The Mann-Whitney-Wilcoxon rank sum test (MWWRST) is a widely used method for comparing two treatment groups in randomized control trials, particularly when dealing with highly skewed data. However, when applied to observational study data, the MWWRST often yields invalid results for causal inference. To address this limitation, Wu et al. (2014) introduced an approach that incorporates inverse probability weighting (IPW) into this rank-based statistics to mitigate confounding effects. Subsequently, Mao (2018), Zhang et al. (2019), and Ai et al. (2020) extended this IPW estimator to develop doubly robust estimators. Nevertheless, each of these approaches has notable limitations. Mao's method imposes stringent assumptions that may not align with real-world study data. Zhang et al.'s (2019) estimators rely on bootstrap inference, which suffers from computational inefficiency and lacks known asymptotic properties. Meanwhile, Ai et al. (2020) primarily focus on testing the null hypothesis of equal distributions between two groups, which is a more stringent assumption that may not be well-suited to the primary practical application of MWWRST. In this paper, we aim to address these limitations by leveraging functional response models (FRM) to develop doubly robust estimators. We demonstrate the performance of our proposed approach using both simulated and real study data.

翻译：曼-惠特尼-威尔科克森秩和检验（MWWRST）是随机对照试验中比较两组治疗的常用方法，尤其在处理高度偏态数据时。然而，当应用于观察性研究数据时，MWWRST通常无法为因果推断提供有效结果。为克服这一局限性，Wu等人（2014）提出了一种方法，将逆概率加权（IPW）引入该秩统计量以减轻混杂效应。随后，Mao（2018）、Zhang等人（2019）以及Ai等人（2020）对该IPW估计量进行了扩展，开发了双重稳健估计量。然而，这些方法均存在显著缺陷：Mao的方法施加了严格假设，可能不符合实际研究数据；Zhang等人（2019）的估计量依赖自举推断，计算效率低且缺乏已知渐近性质；Ai等人（2020）主要关注检验两组分布相等的原假设，这一假设更为严格，可能不适用于MWWRST的主要实际应用。本文旨在通过利用函数响应模型（FRM）开发双重稳健估计量来解决上述局限性，并通过仿真和实际研究数据验证所提方法的性能。

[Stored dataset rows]
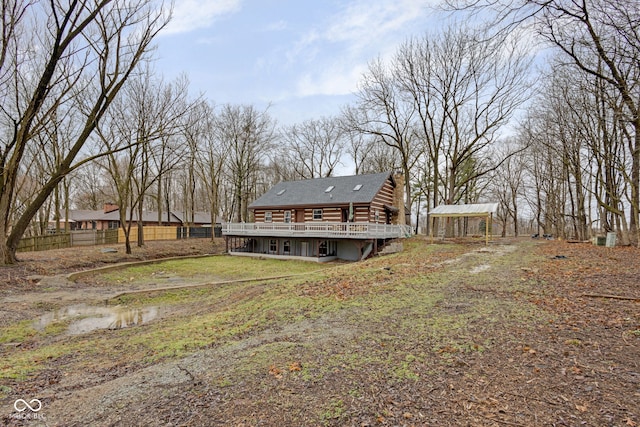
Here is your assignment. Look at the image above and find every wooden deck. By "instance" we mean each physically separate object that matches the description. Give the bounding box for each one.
[222,222,412,239]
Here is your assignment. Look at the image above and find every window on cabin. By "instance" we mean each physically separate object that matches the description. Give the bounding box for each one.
[318,240,328,256]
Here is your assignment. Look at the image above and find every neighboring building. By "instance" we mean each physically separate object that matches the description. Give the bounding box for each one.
[222,172,411,261]
[49,203,211,230]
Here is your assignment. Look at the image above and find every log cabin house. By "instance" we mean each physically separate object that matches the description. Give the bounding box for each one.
[222,172,411,262]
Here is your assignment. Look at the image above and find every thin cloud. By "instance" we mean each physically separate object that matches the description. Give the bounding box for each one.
[163,0,242,35]
[286,0,435,97]
[264,20,289,31]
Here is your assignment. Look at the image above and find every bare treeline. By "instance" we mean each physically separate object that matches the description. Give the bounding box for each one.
[0,0,640,263]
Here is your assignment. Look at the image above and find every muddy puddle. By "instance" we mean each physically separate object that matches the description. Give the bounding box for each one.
[34,304,158,335]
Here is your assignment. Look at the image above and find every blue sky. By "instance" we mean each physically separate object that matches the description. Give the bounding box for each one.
[156,0,443,124]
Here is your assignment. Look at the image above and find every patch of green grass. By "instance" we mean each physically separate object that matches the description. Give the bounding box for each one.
[101,255,327,285]
[0,320,38,344]
[320,399,346,424]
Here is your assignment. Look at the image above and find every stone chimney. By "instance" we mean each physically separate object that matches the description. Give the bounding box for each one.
[393,172,407,225]
[104,202,118,213]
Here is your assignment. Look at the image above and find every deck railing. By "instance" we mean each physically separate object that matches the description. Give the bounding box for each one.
[222,222,412,239]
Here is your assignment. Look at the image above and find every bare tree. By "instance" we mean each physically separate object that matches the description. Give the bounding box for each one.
[215,104,275,222]
[98,68,189,253]
[281,117,345,179]
[0,0,168,264]
[449,0,640,245]
[343,58,422,217]
[394,27,530,209]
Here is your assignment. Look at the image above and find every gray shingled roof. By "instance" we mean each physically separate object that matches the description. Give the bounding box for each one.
[249,172,391,209]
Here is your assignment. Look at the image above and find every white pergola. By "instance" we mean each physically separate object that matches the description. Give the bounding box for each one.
[429,203,498,245]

*Task:*
Decide whether each statement agrees with the rank sum test abstract. Answer yes or no for each, and quote the words of the abstract that settle it.
1. Wu et al. (2014) brought inverse probability weighting into the rank-based statistic.
2. The estimators of Zhang et al. (2019) use bootstrap inference with known asymptotic properties.
3. The authors test their proposed approach on simulated data alone.
These rows have no connection to the rank sum test abstract.

*Task output:*
1. Yes: "Wu et al. (2014) introduced an approach that incorporates inverse probability weighting (IPW) into this rank-based statistics to mitigate confounding effects."
2. No: "Zhang et al.'s (2019) estimators rely on bootstrap inference, which suffers from computational inefficiency and lacks known asymptotic properties."
3. No: "We demonstrate the performance of our proposed approach using both simulated and real study data."